Collection entries:
+---+
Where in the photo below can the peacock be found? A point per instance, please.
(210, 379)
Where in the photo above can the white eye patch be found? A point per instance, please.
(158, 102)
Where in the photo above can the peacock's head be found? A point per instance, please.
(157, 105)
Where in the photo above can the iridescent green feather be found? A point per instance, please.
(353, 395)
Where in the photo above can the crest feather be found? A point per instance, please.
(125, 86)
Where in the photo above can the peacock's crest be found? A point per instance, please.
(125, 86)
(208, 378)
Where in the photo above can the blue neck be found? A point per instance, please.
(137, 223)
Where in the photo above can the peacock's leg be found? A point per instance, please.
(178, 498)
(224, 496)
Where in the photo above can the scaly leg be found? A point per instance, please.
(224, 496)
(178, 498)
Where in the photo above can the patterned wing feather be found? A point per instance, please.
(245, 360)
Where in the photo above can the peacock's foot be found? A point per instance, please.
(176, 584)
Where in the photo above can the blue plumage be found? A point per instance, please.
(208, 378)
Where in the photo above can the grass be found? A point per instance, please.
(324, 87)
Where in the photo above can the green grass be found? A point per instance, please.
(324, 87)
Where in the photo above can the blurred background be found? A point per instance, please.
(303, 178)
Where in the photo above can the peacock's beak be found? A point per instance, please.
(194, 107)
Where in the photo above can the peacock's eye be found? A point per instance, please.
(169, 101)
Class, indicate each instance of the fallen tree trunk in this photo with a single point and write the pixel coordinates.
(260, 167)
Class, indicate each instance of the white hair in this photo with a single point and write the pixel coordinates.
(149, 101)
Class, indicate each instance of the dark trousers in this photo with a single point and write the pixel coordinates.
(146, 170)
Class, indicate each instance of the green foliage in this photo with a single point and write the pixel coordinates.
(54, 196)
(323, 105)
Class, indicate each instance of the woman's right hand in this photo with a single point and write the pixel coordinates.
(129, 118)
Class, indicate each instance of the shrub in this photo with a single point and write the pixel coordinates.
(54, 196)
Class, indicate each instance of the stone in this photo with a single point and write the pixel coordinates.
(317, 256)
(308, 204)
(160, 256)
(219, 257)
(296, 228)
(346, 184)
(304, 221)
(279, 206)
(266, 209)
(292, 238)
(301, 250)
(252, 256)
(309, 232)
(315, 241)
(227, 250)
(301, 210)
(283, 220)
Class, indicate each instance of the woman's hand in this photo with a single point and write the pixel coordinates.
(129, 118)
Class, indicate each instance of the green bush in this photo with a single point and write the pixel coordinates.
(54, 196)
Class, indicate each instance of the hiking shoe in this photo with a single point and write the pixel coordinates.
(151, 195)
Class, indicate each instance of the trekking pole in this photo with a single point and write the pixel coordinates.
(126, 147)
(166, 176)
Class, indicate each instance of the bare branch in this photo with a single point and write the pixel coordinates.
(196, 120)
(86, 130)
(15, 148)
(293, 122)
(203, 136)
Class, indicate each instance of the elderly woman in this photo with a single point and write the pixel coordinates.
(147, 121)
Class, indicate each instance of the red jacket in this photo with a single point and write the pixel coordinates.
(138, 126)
+---+
DIRECTIONS FOR THIS TASK: Transcribe exactly the lines from the one containing "Class, indicate each instance of the green bush" through the end of the records, both included, and nothing else.

TASK ANSWER:
Class, indicate each instance of the green bush in this photo with a single point and write the pixel coordinates.
(54, 196)
Class, indicate each instance of the hiking shoe in this photo with a single point and write the pixel coordinates.
(151, 195)
Class, indicate each instance of the trekking pole in this photo with a single point and write the pixel coordinates.
(126, 147)
(166, 176)
Class, indicate each instance of the bare branch in this photo with a single point and write the pixel coordinates.
(196, 120)
(86, 130)
(15, 148)
(293, 122)
(203, 136)
Class, indicate each instance of the elderly woman in this photo with a single point and write the pixel coordinates.
(147, 121)
Class, indicate each instance of the red jacket in this photo with a single point and write the pixel coordinates.
(138, 126)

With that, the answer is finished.